- **Goal**
Edit the items below so that each "newline separated" becomes "one per line", and change nothing else.

- **Data provided**
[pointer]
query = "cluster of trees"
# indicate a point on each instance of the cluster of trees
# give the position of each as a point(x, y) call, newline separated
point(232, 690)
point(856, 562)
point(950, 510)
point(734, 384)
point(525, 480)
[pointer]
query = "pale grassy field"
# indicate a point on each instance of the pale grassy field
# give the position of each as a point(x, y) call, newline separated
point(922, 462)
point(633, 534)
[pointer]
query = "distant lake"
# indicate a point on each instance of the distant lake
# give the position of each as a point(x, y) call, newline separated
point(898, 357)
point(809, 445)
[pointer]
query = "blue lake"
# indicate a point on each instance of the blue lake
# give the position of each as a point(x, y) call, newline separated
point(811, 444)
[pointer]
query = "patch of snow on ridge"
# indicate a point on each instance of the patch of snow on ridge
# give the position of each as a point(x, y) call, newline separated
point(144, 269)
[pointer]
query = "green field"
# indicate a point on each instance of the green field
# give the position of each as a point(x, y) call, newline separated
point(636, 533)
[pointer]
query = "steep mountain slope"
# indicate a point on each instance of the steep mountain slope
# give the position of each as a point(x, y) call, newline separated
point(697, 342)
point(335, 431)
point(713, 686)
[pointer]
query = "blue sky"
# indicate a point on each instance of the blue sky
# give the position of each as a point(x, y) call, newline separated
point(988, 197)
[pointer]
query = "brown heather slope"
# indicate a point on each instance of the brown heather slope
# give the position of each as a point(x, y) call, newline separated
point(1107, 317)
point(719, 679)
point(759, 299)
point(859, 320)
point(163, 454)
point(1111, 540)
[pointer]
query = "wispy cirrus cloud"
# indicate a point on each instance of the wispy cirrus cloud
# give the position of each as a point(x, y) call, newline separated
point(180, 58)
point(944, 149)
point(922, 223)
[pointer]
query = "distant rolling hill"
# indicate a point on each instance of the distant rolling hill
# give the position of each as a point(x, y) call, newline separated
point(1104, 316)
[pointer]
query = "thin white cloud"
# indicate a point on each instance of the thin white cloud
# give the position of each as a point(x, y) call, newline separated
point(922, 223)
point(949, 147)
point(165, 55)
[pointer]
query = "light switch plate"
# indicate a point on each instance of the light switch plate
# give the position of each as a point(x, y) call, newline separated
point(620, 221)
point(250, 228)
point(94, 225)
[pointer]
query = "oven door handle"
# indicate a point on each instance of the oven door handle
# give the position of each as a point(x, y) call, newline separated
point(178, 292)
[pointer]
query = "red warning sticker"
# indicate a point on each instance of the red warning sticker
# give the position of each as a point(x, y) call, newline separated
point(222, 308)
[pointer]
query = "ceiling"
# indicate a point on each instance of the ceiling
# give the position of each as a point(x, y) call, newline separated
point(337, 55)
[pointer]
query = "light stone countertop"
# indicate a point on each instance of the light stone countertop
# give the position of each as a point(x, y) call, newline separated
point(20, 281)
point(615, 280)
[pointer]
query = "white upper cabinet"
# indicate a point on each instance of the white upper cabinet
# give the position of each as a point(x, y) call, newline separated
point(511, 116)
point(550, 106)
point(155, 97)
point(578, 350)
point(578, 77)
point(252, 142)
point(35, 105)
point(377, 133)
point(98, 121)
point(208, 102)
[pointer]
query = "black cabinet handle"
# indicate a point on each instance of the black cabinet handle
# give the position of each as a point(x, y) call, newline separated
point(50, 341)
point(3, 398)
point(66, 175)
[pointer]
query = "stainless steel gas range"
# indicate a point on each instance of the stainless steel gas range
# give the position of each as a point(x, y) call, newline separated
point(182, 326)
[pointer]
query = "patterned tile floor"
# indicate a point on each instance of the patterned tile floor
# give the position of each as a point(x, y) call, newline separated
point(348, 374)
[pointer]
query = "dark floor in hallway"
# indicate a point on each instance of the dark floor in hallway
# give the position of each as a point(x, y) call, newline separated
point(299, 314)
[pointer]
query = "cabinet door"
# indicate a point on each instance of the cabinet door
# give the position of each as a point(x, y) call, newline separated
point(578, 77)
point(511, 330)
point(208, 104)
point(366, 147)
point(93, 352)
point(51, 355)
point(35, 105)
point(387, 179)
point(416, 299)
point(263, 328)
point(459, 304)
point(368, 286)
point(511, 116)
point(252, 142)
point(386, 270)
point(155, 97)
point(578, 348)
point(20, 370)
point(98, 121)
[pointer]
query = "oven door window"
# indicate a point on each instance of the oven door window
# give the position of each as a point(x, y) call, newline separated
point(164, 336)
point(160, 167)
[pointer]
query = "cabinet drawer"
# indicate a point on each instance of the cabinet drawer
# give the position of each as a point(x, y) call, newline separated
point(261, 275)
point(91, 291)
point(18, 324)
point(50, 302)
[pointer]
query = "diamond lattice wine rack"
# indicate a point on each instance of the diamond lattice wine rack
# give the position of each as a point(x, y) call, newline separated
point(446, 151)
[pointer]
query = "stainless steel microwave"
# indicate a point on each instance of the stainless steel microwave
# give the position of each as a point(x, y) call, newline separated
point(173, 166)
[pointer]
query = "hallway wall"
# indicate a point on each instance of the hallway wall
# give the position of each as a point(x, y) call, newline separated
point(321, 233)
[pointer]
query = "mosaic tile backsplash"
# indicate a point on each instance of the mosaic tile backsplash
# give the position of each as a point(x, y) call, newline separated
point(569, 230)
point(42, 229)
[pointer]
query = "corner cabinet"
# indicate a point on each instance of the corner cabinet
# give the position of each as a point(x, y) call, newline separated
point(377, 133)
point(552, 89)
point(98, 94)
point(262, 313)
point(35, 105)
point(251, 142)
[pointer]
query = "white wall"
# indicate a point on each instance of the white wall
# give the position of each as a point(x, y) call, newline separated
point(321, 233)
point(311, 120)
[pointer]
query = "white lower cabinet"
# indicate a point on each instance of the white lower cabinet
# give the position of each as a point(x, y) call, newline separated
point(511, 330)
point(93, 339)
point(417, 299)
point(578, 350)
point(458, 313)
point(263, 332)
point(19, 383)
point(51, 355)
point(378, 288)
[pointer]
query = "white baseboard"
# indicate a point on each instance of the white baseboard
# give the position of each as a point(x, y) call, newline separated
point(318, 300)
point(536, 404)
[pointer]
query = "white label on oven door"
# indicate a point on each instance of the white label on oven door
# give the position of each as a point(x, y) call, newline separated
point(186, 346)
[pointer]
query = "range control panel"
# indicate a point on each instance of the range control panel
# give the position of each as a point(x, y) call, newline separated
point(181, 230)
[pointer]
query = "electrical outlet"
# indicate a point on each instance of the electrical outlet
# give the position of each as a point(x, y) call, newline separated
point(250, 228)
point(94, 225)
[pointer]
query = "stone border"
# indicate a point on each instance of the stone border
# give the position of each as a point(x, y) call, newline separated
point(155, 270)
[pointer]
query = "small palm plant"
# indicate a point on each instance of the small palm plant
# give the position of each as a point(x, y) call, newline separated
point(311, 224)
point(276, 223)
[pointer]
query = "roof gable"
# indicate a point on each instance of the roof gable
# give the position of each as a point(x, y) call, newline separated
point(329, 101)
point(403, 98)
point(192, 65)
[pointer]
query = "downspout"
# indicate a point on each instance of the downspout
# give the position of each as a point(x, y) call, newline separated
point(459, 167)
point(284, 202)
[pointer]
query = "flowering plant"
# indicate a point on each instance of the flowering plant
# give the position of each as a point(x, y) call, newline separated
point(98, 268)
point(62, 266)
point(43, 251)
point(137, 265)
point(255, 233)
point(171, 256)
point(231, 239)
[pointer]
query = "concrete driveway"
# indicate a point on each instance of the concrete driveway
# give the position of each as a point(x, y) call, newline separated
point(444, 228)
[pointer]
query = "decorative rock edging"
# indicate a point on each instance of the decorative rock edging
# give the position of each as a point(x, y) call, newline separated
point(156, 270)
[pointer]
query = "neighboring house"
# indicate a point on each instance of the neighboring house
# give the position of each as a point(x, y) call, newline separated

- **Finished exercise**
[pointer]
query = "cluster of trees"
# indicate a point on each instance of the cluster of trees
# give the position of each as a point(x, y) call, one per line
point(232, 690)
point(856, 562)
point(950, 510)
point(734, 384)
point(525, 480)
[pointer]
query = "pale grassy field"
# indicate a point on each instance of the pale grassy field
# give the position of each as a point(x, y) call, one per line
point(922, 462)
point(633, 534)
[pointer]
query = "distant lake"
# indicate a point on each instance of the distant lake
# give the position of each as a point(x, y) call, one per line
point(898, 357)
point(809, 445)
[pointer]
query = "blue lake"
# indicate a point on each instance of the blue lake
# give the position of each as a point(x, y) call, one per line
point(811, 444)
[pointer]
query = "patch of snow on ridge"
# indicate a point on each instance of the patch of snow on ridge
# give the position of each as a point(x, y) call, one per line
point(144, 269)
[pointer]
query = "green field"
# indicate a point on each instance of the green field
# give the position of each as a point(x, y) call, one per line
point(636, 533)
[pointer]
query = "steep mountain slope"
# indicate a point on each instance of the steep mountain slope
# give the position of each as a point(x, y) call, one per line
point(697, 342)
point(335, 431)
point(713, 686)
[pointer]
query = "blue sky"
# indicate a point on each instance of the blue sky
# give the position of each as a point(x, y) call, one per line
point(988, 197)
[pointer]
query = "brown heather slope"
# indicate a point on each instance of the brown heather slope
# give the position of each as a point(x, y) call, one per line
point(1107, 317)
point(719, 679)
point(759, 299)
point(859, 320)
point(163, 454)
point(1111, 540)
[pointer]
query = "wispy cirrus cloud"
# indicate a point on each instance of the wispy cirrus cloud
# give the position of each as a point(x, y) call, one per line
point(180, 58)
point(944, 149)
point(922, 223)
[pointer]
query = "distant rolling hill"
# indicate a point on each instance of the distant rolling hill
# give the position of each as a point(x, y) call, one per line
point(1104, 316)
[pointer]
query = "thin white cloud"
# indicate a point on each instance of the thin white cloud
# give the position of each as a point(x, y) call, one per line
point(922, 223)
point(949, 147)
point(165, 55)
[pointer]
query = "light switch plate"
# indicate a point on each instance of the light switch plate
# give the position of each as a point(x, y) call, one per line
point(620, 221)
point(250, 228)
point(94, 225)
[pointer]
query = "oven door handle"
# indicate a point on each instance of the oven door handle
# give the position of each as a point(x, y) call, one per line
point(178, 292)
[pointer]
query = "red warning sticker"
# indicate a point on each instance of the red warning sticker
# give the position of each as a point(x, y) call, one per line
point(222, 308)
[pointer]
query = "ceiling"
# indicate a point on each instance of the ceiling
# give the position of each as a point(x, y) call, one per line
point(337, 55)
[pointer]
query = "light stone countertop"
# indicate a point on each instance of the light stone countertop
# give the position of each as a point(x, y) call, one per line
point(20, 281)
point(615, 280)
[pointer]
query = "white upper cabinet"
# indicate a point on each instance of the white upper cabinet
# give the position of each as a point(x, y) call, one per line
point(511, 116)
point(550, 106)
point(155, 97)
point(578, 350)
point(578, 77)
point(252, 142)
point(35, 105)
point(377, 133)
point(98, 121)
point(208, 102)
[pointer]
query = "black cabinet handle"
# indicate a point on each instance of the black cabinet handle
# give the position of each as a point(x, y) call, one per line
point(50, 341)
point(3, 398)
point(66, 175)
[pointer]
query = "stainless steel gas range"
# indicate a point on each instance of the stainless steel gas range
# give the position of each as a point(x, y) call, one per line
point(182, 326)
[pointer]
query = "patterned tile floor"
# indicate a point on each instance of the patterned tile floor
# give the position of each as a point(x, y) call, one per line
point(348, 374)
[pointer]
query = "dark floor in hallway"
# indicate a point on each instance of the dark floor in hallway
# give the position of each as a point(x, y) call, one per line
point(299, 314)
[pointer]
query = "cabinet door"
# indicate a point on each instance of the cabinet door
# give the position of each as a point(x, y) call, one per line
point(578, 77)
point(511, 330)
point(208, 104)
point(366, 147)
point(93, 352)
point(51, 355)
point(35, 105)
point(387, 179)
point(416, 299)
point(263, 328)
point(459, 304)
point(368, 286)
point(511, 116)
point(252, 142)
point(386, 270)
point(155, 97)
point(578, 348)
point(20, 370)
point(98, 121)
[pointer]
query = "oven door window"
# indicate a point on each instance of the oven door window
# give the position of each as a point(x, y) call, one per line
point(164, 336)
point(160, 167)
[pointer]
query = "cabinet drawer"
# indicate a point on each instance of the cabinet drawer
# give the position of each as a point(x, y) call, one per line
point(261, 275)
point(91, 291)
point(18, 324)
point(50, 302)
[pointer]
query = "diamond lattice wine rack"
# indicate a point on each instance of the diamond lattice wine rack
# give the position of each as a point(x, y) call, one per line
point(446, 151)
[pointer]
query = "stainless steel microwave"
# indicate a point on each instance of the stainless steel microwave
# give the position of each as a point(x, y) call, one per line
point(173, 166)
[pointer]
query = "hallway wall"
# indicate a point on each instance of the hallway wall
# give the position of each as a point(x, y) call, one per line
point(321, 233)
[pointer]
query = "mosaic tile backsplash"
# indicate a point on each instance of the mosaic tile backsplash
# give the position of each as a point(x, y) call, one per line
point(569, 230)
point(42, 229)
[pointer]
query = "corner cabinet"
# indicate a point on each instance of the corner cabinet
# give the position of each as a point(x, y) call, one per line
point(377, 133)
point(552, 89)
point(98, 94)
point(262, 313)
point(35, 105)
point(251, 142)
[pointer]
query = "white wall"
# indicate a point on each instance of the white wall
# give the position of each as a point(x, y) call, one per line
point(321, 233)
point(311, 120)
[pointer]
query = "white lower cabinet"
# indicate a point on each instance of the white lower cabinet
# give the position of each as a point(x, y) call, one per line
point(511, 330)
point(93, 339)
point(417, 299)
point(578, 350)
point(458, 313)
point(263, 332)
point(19, 383)
point(51, 355)
point(378, 288)
[pointer]
query = "white baseboard"
# indicate a point on each instance of the white baseboard
# give the position of each as a point(x, y) call, one per line
point(318, 300)
point(536, 404)
[pointer]
query = "white label on oven door"
# indicate a point on each instance of the white label on oven door
# give the position of each as a point(x, y) call, one per line
point(186, 346)
[pointer]
query = "range control panel"
# indicate a point on each instance of the range control panel
# give the position of each as a point(x, y) call, one per line
point(181, 230)
[pointer]
query = "electrical outlet"
# indicate a point on each instance of the electrical outlet
# give the position of each as a point(x, y) call, one per line
point(250, 228)
point(94, 225)
[pointer]
query = "stone border"
# indicate a point on each instance of the stone border
# give the position of each as a point(x, y) call, one per line
point(155, 270)
[pointer]
query = "small palm plant"
# indicate a point on each instance of the small palm plant
# give the position of each as a point(x, y) call, one per line
point(311, 224)
point(276, 223)
[pointer]
query = "roof gable"
# indicate a point on each instance of the roof gable
# give the position of each as a point(x, y) call, one per line
point(329, 101)
point(403, 98)
point(192, 65)
[pointer]
query = "downspout"
# indicate a point on each instance of the downspout
# give the position of each as a point(x, y) call, one per line
point(459, 167)
point(284, 202)
[pointer]
query = "flowering plant"
# indicate a point on each instance of the flowering plant
# give the position of each as a point(x, y) call, one per line
point(98, 268)
point(62, 266)
point(43, 251)
point(137, 265)
point(255, 233)
point(171, 256)
point(231, 239)
[pointer]
query = "concrete driveway"
# indicate a point on each instance of the concrete driveway
# give the position of each as a point(x, y) call, one per line
point(444, 228)
[pointer]
query = "decorative rock edging"
# indicate a point on each instance of the decorative rock edging
# give the position of each as a point(x, y) call, one per line
point(156, 270)
[pointer]
query = "neighboring house"
# indicate a point on each instance of the neighboring house
# give the position of each as a point(x, y) call, one per line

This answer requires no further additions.